■ OBJECTIVE ■
Rewrite the records below with "keypoint" swapped for "point" everywhere it occurs, leaving every other character unchanged.

■ SUPPLIED RECORDS ■
◆ ◆ ◆

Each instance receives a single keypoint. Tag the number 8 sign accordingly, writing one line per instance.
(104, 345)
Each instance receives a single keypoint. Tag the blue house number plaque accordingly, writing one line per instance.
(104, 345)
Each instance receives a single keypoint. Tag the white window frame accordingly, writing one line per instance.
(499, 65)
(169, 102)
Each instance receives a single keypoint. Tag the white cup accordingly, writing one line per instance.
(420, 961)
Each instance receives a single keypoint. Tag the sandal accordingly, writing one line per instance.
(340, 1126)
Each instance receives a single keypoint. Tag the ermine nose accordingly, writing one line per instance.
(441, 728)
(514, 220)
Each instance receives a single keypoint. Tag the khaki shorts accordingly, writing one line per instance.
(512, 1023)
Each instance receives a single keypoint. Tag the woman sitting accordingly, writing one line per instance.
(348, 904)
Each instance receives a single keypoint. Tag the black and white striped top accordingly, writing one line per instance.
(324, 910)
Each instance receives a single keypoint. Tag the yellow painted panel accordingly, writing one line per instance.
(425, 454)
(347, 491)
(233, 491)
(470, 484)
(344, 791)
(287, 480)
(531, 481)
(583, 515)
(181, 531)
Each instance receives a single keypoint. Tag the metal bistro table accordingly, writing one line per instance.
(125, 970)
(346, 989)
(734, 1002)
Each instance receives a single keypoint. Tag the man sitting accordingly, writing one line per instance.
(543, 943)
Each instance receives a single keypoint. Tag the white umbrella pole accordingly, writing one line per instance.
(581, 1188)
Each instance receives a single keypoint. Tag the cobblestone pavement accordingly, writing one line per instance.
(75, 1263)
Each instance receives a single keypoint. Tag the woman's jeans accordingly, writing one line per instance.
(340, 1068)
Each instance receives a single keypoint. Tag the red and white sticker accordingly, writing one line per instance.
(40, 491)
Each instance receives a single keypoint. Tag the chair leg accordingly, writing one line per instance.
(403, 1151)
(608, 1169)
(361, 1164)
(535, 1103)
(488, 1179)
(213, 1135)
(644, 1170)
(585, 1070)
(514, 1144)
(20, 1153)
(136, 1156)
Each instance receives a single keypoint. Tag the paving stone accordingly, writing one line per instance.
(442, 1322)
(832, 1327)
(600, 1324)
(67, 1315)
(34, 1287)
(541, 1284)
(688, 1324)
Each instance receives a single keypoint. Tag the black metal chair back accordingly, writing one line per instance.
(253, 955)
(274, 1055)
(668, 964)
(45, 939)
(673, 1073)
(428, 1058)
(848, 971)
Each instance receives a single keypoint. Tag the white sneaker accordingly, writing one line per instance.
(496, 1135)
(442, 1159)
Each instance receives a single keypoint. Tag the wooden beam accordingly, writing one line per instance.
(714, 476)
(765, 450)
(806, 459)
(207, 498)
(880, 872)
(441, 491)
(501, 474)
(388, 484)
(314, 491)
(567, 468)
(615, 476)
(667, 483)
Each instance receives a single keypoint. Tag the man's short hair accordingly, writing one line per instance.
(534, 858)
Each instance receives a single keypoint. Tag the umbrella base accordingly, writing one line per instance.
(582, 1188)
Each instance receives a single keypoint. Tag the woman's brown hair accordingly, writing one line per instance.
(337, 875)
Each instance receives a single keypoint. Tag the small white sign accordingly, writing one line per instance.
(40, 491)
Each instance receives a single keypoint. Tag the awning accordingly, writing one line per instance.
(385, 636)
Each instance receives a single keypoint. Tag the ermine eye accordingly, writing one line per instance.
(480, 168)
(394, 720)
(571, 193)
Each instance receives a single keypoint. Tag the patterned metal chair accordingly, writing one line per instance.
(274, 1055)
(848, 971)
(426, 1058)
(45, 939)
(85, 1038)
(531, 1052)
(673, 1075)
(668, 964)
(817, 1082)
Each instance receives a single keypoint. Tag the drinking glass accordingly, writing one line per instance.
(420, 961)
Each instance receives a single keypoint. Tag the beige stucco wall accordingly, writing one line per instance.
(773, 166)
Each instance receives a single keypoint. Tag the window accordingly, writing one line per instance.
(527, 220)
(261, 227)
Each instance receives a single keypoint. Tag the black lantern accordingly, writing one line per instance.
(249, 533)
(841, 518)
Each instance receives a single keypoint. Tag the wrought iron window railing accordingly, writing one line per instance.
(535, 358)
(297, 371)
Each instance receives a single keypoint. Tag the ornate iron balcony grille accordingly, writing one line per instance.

◆ ◆ ◆

■ TASK SOLUTION ■
Each instance receives a single point. Tag the number 8 sign accordingly, writing one line per instance.
(104, 345)
Each instance receives a single point. Tag the blue house number plaque accordingly, writing one line per instance.
(104, 345)
Each instance receives a single point. Tag the white window frame accordingly, writing one line per instance.
(499, 65)
(169, 102)
Each instance receives a single point. Tag the white cup accordingly, writing one line per instance.
(420, 961)
Each instance receives a single point. Tag the sandal accordingly, writing one line per instance.
(340, 1126)
Each instance receives a single point. Tag the ermine nose accordingly, writing one line per instance.
(441, 728)
(514, 220)
Each instance receives a single point. Tag the khaki shorts accordingly, writing one line per instance.
(512, 1023)
Each instance receives a single point. Tag the woman sitting accordingly, writing one line per instance.
(348, 904)
Each instance receives a single point. Tag the black and white striped top accordingly, writing one line per instance.
(324, 910)
Each instance receives a single point. Tag the yellow painted panel accordingly, writing one line per instance.
(425, 454)
(347, 491)
(233, 491)
(470, 484)
(344, 791)
(287, 480)
(531, 481)
(583, 515)
(181, 531)
Each instance receives a single point. Tag the metal bistro table accordingly, writing one line per instance.
(125, 970)
(346, 989)
(734, 1002)
Each instance receives a single point. Tag the man sitting accordingly, writing one line per instance.
(543, 943)
Each instance receives a single point. Tag the white umbrella pole accordingly, writing one line per instance.
(581, 1188)
Each instance receives a single point. Tag the cobblestone pavement accordingly, writing one line per instance.
(75, 1263)
Each instance receives a single point. Tag the woman's jeans accordingly, writing one line per instance.
(340, 1068)
Each instance receives a single point. Tag the red and white sticker accordingly, writing one line per instance.
(40, 491)
Each instance receives a single point. Tag the chair leg accordingly, writing one line per instance.
(403, 1151)
(608, 1169)
(361, 1164)
(535, 1103)
(488, 1179)
(213, 1135)
(644, 1170)
(585, 1070)
(514, 1144)
(20, 1153)
(136, 1156)
Each instance receives a single point. Tag the paving stone accordingly, writing one line per instance.
(442, 1322)
(832, 1327)
(600, 1324)
(67, 1315)
(34, 1287)
(541, 1284)
(688, 1324)
Each instance receives a single point. Tag the black metal chair back accordingly, writing one line per instance.
(253, 955)
(274, 1055)
(668, 964)
(45, 939)
(673, 1073)
(428, 1058)
(848, 971)
Each instance receives a single point. Tag the white sneaker accordingly, writing one line per instance.
(496, 1135)
(442, 1159)
Each instance receives a single point. Tag the wooden beam accordingly, writing one line per instance.
(714, 476)
(765, 450)
(806, 459)
(207, 498)
(880, 872)
(441, 491)
(501, 474)
(388, 484)
(314, 491)
(567, 468)
(615, 476)
(667, 483)
Each instance receives a single point. Tag the man's short hair accordingly, writing one line per instance.
(534, 858)
Each instance receives a single point. Tag the umbrella base accordingly, writing one line per instance.
(582, 1188)
Each instance receives a single point. Tag the woman's brown hair accordingly, writing one line per instance.
(337, 875)
Each instance receives a single point. Tag the small white sign accordingly, writing one line per instance.
(40, 491)
Each instance receives a single point. Tag the awning accordingly, writing one line per instance.
(385, 636)
Each instance receives a single point. Tag the ermine eye accordingly, writing one line per instance.
(480, 168)
(394, 720)
(571, 193)
Each instance receives a single point. Tag the patterned metal chair accordingly, writing one line per instance.
(274, 1055)
(848, 971)
(426, 1058)
(45, 939)
(85, 1038)
(531, 1052)
(673, 1075)
(668, 964)
(817, 1082)
Each instance receives a single point. Tag the drinking glass accordingly, writing one line per instance.
(420, 961)
Each instance receives a single point. Tag the beige stucco wall accordingly, writing one line per instance.
(773, 166)
Each instance receives a single point. Tag the window accordingly, writing one line per instance.
(527, 220)
(261, 227)
Each instance receives a single point. Tag the black lantern accordingly, writing one line per instance.
(249, 533)
(841, 518)
Each instance receives a single point. Tag the wrought iron window railing accordingly, writing one line per instance.
(535, 358)
(297, 371)
Each instance receives a single point. Tag the ornate iron balcony grille accordingly, writing one line per instance.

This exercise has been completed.